▶ Exercise objective
Write the data out in full and word for word. Do not include images.

[Referring expression pointing data]

□ □ □

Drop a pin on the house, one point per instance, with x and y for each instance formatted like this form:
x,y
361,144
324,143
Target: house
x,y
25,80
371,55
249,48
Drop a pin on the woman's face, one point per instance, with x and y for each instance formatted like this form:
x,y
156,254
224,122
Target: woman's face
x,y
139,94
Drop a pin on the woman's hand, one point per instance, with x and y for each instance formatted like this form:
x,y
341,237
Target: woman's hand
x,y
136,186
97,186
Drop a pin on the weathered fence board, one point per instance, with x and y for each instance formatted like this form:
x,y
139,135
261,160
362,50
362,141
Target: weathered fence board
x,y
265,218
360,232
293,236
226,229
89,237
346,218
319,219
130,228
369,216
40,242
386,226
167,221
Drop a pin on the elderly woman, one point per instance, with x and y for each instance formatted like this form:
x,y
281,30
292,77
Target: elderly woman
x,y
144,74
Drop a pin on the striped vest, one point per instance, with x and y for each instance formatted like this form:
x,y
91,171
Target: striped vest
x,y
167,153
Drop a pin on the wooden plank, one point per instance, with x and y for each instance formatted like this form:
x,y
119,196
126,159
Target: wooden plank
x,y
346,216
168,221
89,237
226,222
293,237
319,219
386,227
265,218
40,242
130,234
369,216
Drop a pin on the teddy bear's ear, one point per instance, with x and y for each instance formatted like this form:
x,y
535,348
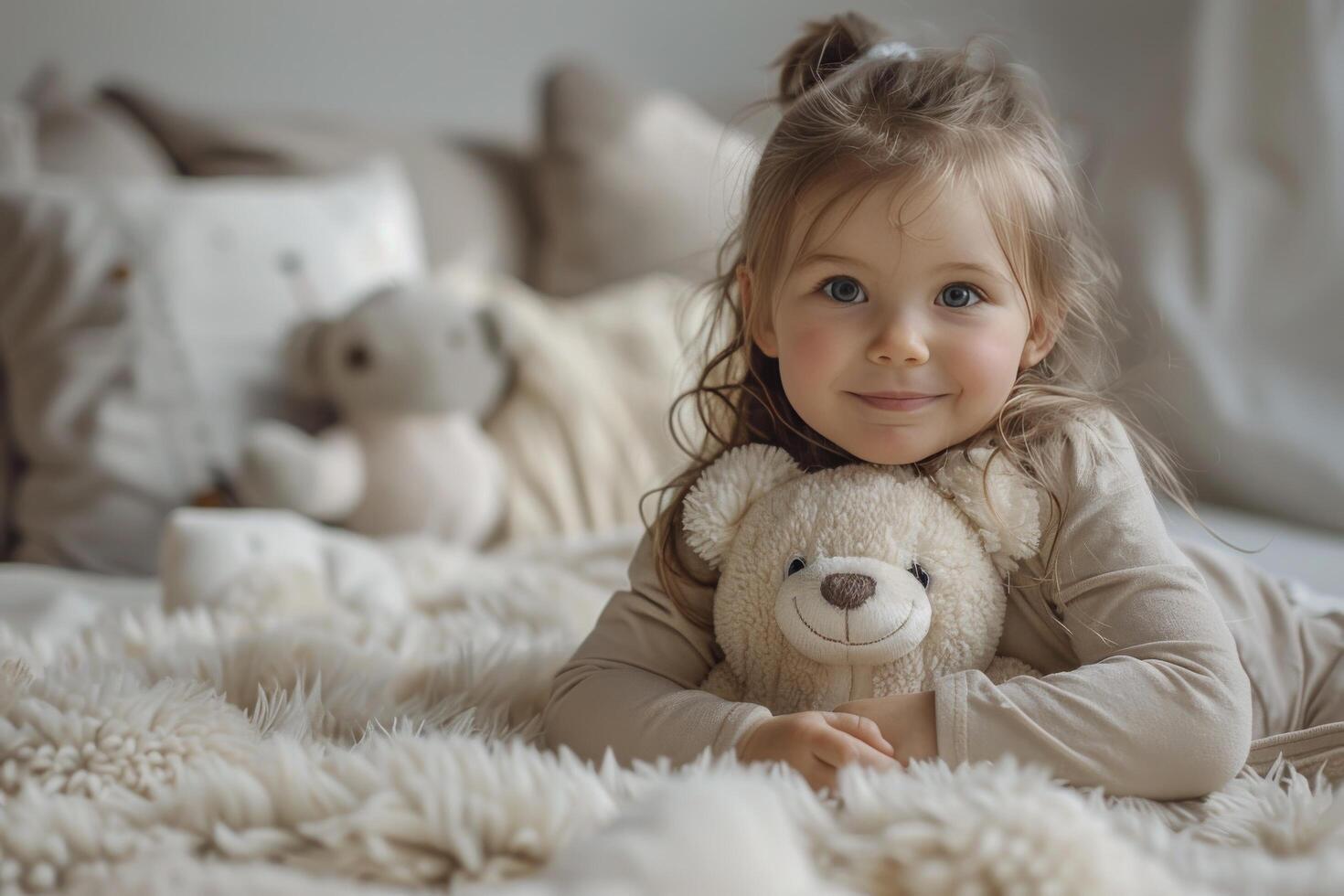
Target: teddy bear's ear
x,y
303,359
1009,528
726,491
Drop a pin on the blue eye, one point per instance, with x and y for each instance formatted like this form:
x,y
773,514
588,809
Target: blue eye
x,y
847,289
960,295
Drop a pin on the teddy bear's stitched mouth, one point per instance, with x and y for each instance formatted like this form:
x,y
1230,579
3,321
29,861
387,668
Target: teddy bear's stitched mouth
x,y
849,644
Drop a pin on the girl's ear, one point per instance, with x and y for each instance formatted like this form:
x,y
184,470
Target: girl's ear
x,y
1011,529
720,500
1040,341
761,328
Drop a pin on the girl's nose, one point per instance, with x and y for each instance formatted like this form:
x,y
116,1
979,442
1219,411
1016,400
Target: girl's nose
x,y
898,343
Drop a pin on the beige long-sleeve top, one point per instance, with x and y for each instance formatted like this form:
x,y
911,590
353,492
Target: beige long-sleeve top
x,y
1143,693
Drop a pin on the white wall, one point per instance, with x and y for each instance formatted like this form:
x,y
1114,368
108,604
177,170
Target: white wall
x,y
474,66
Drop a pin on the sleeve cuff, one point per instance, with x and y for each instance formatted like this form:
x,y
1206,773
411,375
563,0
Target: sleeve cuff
x,y
951,718
742,719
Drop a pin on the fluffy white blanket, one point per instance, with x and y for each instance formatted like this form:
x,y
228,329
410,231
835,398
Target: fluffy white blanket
x,y
220,752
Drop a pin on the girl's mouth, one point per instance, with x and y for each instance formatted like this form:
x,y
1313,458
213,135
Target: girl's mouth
x,y
895,403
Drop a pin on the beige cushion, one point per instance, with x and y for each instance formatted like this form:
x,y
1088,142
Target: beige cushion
x,y
1226,212
89,137
585,429
629,185
472,197
142,324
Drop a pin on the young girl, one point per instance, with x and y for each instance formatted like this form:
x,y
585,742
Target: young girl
x,y
915,274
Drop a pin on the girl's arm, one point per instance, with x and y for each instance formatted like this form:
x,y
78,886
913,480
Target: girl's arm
x,y
1160,706
632,686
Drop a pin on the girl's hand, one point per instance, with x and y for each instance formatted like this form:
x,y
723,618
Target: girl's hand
x,y
817,743
906,720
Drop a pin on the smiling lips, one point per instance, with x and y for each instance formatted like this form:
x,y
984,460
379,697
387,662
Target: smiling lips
x,y
848,644
895,400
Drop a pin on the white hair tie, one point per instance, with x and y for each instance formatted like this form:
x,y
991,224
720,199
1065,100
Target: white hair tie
x,y
890,50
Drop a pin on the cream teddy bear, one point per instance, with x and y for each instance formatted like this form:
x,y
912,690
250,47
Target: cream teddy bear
x,y
857,581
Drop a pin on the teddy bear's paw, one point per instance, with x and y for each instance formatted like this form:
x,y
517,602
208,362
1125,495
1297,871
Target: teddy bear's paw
x,y
1000,669
279,468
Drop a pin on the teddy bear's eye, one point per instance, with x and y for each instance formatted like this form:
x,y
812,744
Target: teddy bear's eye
x,y
357,357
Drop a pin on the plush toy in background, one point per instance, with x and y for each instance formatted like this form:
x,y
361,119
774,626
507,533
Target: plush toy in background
x,y
411,372
272,560
860,581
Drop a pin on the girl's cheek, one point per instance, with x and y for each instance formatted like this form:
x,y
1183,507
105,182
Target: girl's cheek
x,y
812,347
988,359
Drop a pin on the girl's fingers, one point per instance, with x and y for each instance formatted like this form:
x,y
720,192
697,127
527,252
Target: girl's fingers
x,y
837,749
821,775
860,727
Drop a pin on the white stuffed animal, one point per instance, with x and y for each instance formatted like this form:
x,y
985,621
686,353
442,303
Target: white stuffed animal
x,y
411,372
273,561
857,581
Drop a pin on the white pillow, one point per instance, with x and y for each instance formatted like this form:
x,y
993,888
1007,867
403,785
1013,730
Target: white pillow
x,y
632,183
1226,212
142,326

□ □ □

▶ Answer box
Drop a pin on the house, one point per instance, with x and y for each instance formatted like this form:
x,y
361,144
324,143
Target: house
x,y
25,80
371,55
249,48
Drop a pin on the woman's face, one point per instance, with x and y for each instance formatted like this form:
x,y
156,254
224,122
Target: woman's face
x,y
139,94
Drop a pin on the woman's hand, one point per instance, with x and y for each instance formatted like this form:
x,y
341,237
Target: woman's hand
x,y
136,186
97,186
Drop a pin on the weathered fence board, one point per instance, with x and y for each instance formatted like this form:
x,y
139,135
261,160
362,50
362,141
Target: weathered fence board
x,y
265,218
360,232
293,236
226,229
89,237
346,218
319,219
130,228
369,216
40,242
386,226
167,221
Drop a pin on the elderly woman, one point per instance, with x and y for each instance formatted like this form:
x,y
281,30
292,77
Target: elderly woman
x,y
144,74
Drop a pin on the striped vest, one point per instance, with x and y for each instance formatted like this form:
x,y
91,171
Target: striped vest
x,y
167,153
Drop a pin on the wooden plank, one point per instance, with x and y for each instance formatted like this form:
x,y
119,196
126,159
Target: wooden plank
x,y
346,216
168,221
89,237
226,222
293,237
319,219
386,227
265,218
40,242
130,234
369,216
Drop a pin on the teddy bear's ear, one point per instance, with x and y for each instance formatted like this form:
x,y
535,348
Target: teddy bear's ear
x,y
303,359
1009,528
726,491
Drop a pin on the blue eye, one point per instance, with x and y for each instance formatted like this form:
x,y
773,514
588,809
Target: blue eye
x,y
847,289
960,295
Drop a pin on the teddy bear's stitched mouth, one point per instance, with x and y for each instance formatted like this form:
x,y
1230,579
3,321
29,861
387,668
Target: teddy bear's stitched mouth
x,y
849,644
Drop a pin on the girl's ear, one point per instance, with x and y for each instance formatted like this form:
x,y
184,470
Target: girl's ear
x,y
1011,529
720,500
1040,341
761,328
Drop a pin on the girl's nose, one point per instance, with x and y for each instance formatted like this form:
x,y
116,1
979,442
1219,411
1016,400
Target: girl's nose
x,y
898,343
Drop a pin on the beige long-sleeve top, one point per instance, with x and y for each instance formatted like this form:
x,y
911,590
353,492
Target: beige long-sleeve top
x,y
1143,693
Drop a pin on the white wall, one point per instance, with x and y for each instance formatted like this form:
x,y
1114,368
108,604
177,170
Target: white wall
x,y
474,66
Drop a pin on the sleeve cuff, one point per instance, with x and y for each instance formatted like this form:
x,y
1206,773
411,375
563,0
Target: sleeve cuff
x,y
951,718
742,719
Drop a pin on the fluffy white blanket, one point per instance, with x and y for each instance formatted like this form:
x,y
228,329
410,231
835,398
Target: fluffy white blanket
x,y
220,752
Drop a pin on the girl's mouth, one point per instance, with x and y for each instance formatted like this form:
x,y
1313,458
213,135
Target: girl's mouth
x,y
895,403
Drop a pin on the beige cushion, one point per instance, with x and y for each instance formatted like this form:
x,y
1088,142
Target: beige cushion
x,y
1226,212
89,137
585,429
629,185
472,197
142,324
Drop a pin on the young girl, one point per instance, with x and y for each instance formatted like this form:
x,y
585,742
Target: young girl
x,y
915,274
Drop a pin on the girl's arm, one point per instance, with x and y for each instance formatted like this form:
x,y
78,886
913,480
Target: girl's arm
x,y
1160,706
632,686
Drop a pin on the girl's hand, one point per instance, with x and y for each instance formatted like this form:
x,y
723,618
Target: girl's hand
x,y
817,743
906,720
Drop a pin on the smiling lips, one point per instance, with x and y for each instance formatted like this form:
x,y
984,460
379,697
387,662
Target: smiling lips
x,y
848,644
895,400
Drop a pin on the white hair tie, one point per instance, with x and y for each instance formatted like this form:
x,y
991,224
720,199
1065,100
Target: white hair tie
x,y
890,50
Drop a pin on the cream teddy bear, one point per instance, with x and y for each instance formatted like this form:
x,y
912,690
250,47
Target: cream teddy bear
x,y
857,581
Drop a pin on the teddy bear's paw, one point per instance, with x and y for each instance formatted like this form:
x,y
517,602
208,362
1125,495
1297,871
Target: teddy bear's paw
x,y
1000,669
279,468
Drop a pin on the teddy bear's eye, one point per instance, with x and y for each instance formatted like this form:
x,y
812,744
Target: teddy bear's eye
x,y
357,357
Drop a pin on the plush toy in background, one point per instance, with x and y for each instance formatted like this form:
x,y
361,119
774,626
507,533
Target: plush toy in background
x,y
411,372
272,560
860,581
Drop a pin on the girl's cheek, one point per instance, with x and y for each instance formatted like this form:
x,y
1183,507
105,182
Target: girl's cheek
x,y
812,347
988,359
Drop a pin on the girl's fingers, one point per instance, with x and y for each instance formatted like this form:
x,y
720,192
697,127
527,252
Target: girl's fingers
x,y
837,749
821,775
860,727
Drop a pin on the white stuffed animal, one point per instance, with x and y for each instance formatted like this form:
x,y
985,621
686,353
442,303
Target: white stuffed animal
x,y
411,372
273,561
857,581
Drop a pin on the white pillow, one point per instance, with x and y for each instance formatted like this form:
x,y
993,888
1007,867
403,785
1013,730
Target: white pillow
x,y
632,183
1226,212
142,326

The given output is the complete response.